- _WHAT THE EXERCISE ASKS_
Below are some records; retype all of them exactly.

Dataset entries
◇ ◇ ◇
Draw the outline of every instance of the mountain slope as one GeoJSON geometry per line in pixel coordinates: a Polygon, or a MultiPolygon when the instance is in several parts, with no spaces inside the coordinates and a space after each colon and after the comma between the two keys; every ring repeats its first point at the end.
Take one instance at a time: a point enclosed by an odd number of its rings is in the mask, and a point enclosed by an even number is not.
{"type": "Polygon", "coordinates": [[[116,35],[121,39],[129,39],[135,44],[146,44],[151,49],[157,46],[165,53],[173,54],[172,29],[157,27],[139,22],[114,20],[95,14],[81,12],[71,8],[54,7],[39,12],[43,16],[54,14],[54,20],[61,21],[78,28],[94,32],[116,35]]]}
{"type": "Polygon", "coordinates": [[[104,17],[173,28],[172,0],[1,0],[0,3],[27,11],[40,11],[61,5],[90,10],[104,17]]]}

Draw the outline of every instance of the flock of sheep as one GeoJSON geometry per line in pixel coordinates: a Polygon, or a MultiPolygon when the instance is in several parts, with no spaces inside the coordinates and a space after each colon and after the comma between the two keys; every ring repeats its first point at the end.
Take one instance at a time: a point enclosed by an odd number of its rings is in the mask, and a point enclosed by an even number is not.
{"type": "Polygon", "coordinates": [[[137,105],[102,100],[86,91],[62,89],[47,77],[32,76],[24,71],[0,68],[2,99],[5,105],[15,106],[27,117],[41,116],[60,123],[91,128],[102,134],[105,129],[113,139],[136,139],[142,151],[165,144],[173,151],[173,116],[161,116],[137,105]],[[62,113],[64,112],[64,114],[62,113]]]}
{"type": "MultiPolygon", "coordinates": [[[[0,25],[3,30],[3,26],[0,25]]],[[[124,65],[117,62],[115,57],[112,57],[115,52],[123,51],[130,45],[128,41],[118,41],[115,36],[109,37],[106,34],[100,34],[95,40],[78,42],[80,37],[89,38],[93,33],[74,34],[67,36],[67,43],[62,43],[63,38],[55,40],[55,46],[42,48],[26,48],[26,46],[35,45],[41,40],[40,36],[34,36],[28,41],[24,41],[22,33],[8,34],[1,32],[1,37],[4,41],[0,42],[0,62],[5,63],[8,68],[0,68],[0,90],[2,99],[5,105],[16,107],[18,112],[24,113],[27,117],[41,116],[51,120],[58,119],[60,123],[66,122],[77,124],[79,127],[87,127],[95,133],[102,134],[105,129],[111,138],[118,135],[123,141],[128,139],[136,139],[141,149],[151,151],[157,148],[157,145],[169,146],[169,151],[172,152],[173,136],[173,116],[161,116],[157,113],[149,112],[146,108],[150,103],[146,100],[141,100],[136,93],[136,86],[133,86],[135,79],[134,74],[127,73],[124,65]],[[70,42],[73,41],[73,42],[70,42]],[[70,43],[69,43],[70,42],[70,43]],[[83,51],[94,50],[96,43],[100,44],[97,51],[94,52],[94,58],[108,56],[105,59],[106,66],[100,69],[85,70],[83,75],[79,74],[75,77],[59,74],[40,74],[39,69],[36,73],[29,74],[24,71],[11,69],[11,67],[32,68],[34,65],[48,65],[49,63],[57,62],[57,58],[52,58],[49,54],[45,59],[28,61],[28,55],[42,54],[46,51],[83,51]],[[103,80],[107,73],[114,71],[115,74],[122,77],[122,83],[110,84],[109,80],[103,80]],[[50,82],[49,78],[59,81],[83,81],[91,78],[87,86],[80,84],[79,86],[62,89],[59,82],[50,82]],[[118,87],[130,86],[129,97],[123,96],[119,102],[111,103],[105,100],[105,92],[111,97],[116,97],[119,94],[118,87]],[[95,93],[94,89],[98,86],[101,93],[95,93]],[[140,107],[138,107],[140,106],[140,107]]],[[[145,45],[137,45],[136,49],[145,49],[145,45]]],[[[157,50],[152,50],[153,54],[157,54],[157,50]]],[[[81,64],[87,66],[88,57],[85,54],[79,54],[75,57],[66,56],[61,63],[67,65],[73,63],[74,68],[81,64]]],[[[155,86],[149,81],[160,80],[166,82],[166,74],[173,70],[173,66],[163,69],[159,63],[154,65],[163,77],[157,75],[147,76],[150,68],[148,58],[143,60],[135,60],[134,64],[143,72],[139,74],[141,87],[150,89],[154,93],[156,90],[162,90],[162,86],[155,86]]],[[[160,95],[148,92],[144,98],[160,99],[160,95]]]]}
◇ ◇ ◇
- _SOLUTION_
Draw the outline of every instance of the mountain slope as one GeoJSON geometry per line in pixel coordinates: a Polygon, or a MultiPolygon when the instance is in several parts, with no spaces inside the coordinates and a space after each colon and after the comma between the two keys; every ring repeats its first point at the end.
Take one instance at a time: a point enclosed by an odd number of its rings is in the mask, and a point enclosed by an even number is not.
{"type": "Polygon", "coordinates": [[[116,35],[121,39],[129,39],[135,44],[146,44],[151,49],[157,46],[165,53],[173,54],[172,29],[157,27],[139,22],[114,20],[95,14],[81,12],[71,8],[54,7],[39,12],[43,16],[54,14],[54,20],[61,21],[78,28],[94,32],[116,35]]]}
{"type": "Polygon", "coordinates": [[[104,17],[173,28],[172,0],[1,0],[0,3],[27,11],[40,11],[61,5],[90,10],[104,17]]]}

Draw the outline of every instance of the flock of sheep as one GeoJSON geometry per line in pixel coordinates: a Polygon, or a MultiPolygon when the instance is in several parts, with no spaces inside the coordinates and a space after each colon and after the comma between the two keys; every ring repeats its first point at the end.
Take one instance at a time: a point enclosed by an odd number of its rings is in the mask, and a point enclosed by an even number is not.
{"type": "Polygon", "coordinates": [[[137,105],[102,100],[86,91],[62,89],[47,77],[32,76],[24,71],[0,68],[2,99],[5,105],[15,106],[27,117],[41,116],[60,123],[91,128],[102,134],[105,129],[113,139],[136,139],[142,151],[165,144],[173,151],[173,116],[161,116],[137,105]],[[62,113],[64,112],[64,114],[62,113]]]}
{"type": "MultiPolygon", "coordinates": [[[[0,25],[3,30],[3,26],[0,25]]],[[[124,65],[117,62],[115,57],[112,57],[115,52],[123,51],[130,45],[128,41],[118,41],[115,36],[109,37],[106,34],[100,34],[95,40],[78,42],[80,37],[89,38],[93,33],[74,34],[67,36],[67,43],[62,43],[63,38],[55,40],[55,46],[42,48],[26,48],[26,46],[35,45],[41,40],[40,36],[34,36],[28,41],[24,41],[22,33],[8,34],[1,32],[1,37],[4,41],[0,42],[0,62],[5,63],[8,68],[0,68],[0,90],[2,99],[5,105],[16,107],[18,112],[24,113],[27,117],[41,116],[51,120],[58,119],[60,123],[66,122],[77,124],[79,127],[87,127],[95,133],[102,134],[105,129],[111,138],[118,135],[123,141],[128,139],[136,139],[141,149],[151,151],[157,148],[157,145],[169,146],[169,151],[172,152],[173,136],[173,116],[161,116],[157,113],[149,112],[146,108],[150,103],[146,100],[141,100],[136,93],[136,86],[133,86],[135,79],[134,74],[127,73],[124,65]],[[70,42],[73,41],[73,42],[70,42]],[[70,43],[69,43],[70,42],[70,43]],[[83,51],[94,50],[96,43],[100,44],[97,51],[94,52],[94,58],[108,56],[105,59],[106,66],[100,69],[85,70],[83,75],[79,74],[75,77],[59,74],[40,74],[39,69],[36,73],[29,74],[24,71],[11,69],[11,67],[32,68],[34,65],[48,65],[49,63],[57,62],[57,58],[52,58],[49,54],[45,59],[28,61],[28,55],[42,54],[46,51],[83,51]],[[103,80],[107,73],[114,71],[115,74],[122,77],[122,83],[110,84],[109,80],[103,80]],[[50,82],[49,78],[59,81],[83,81],[91,78],[87,86],[80,84],[79,86],[62,89],[59,82],[50,82]],[[118,87],[130,86],[129,97],[123,96],[119,102],[111,103],[105,100],[105,92],[111,97],[116,97],[119,94],[118,87]],[[95,93],[94,89],[98,86],[101,93],[95,93]],[[140,107],[138,107],[140,106],[140,107]]],[[[145,45],[137,45],[136,49],[145,49],[145,45]]],[[[157,50],[152,50],[153,54],[157,54],[157,50]]],[[[81,64],[87,66],[88,57],[85,54],[79,54],[75,57],[66,56],[61,63],[67,65],[73,63],[74,68],[81,64]]],[[[155,86],[149,81],[160,80],[166,82],[166,74],[173,70],[173,66],[163,69],[159,63],[154,65],[163,77],[157,75],[147,76],[150,68],[148,58],[143,60],[135,60],[134,64],[143,72],[139,74],[141,87],[150,89],[154,93],[156,90],[162,90],[162,86],[155,86]]],[[[160,95],[148,92],[144,98],[160,99],[160,95]]]]}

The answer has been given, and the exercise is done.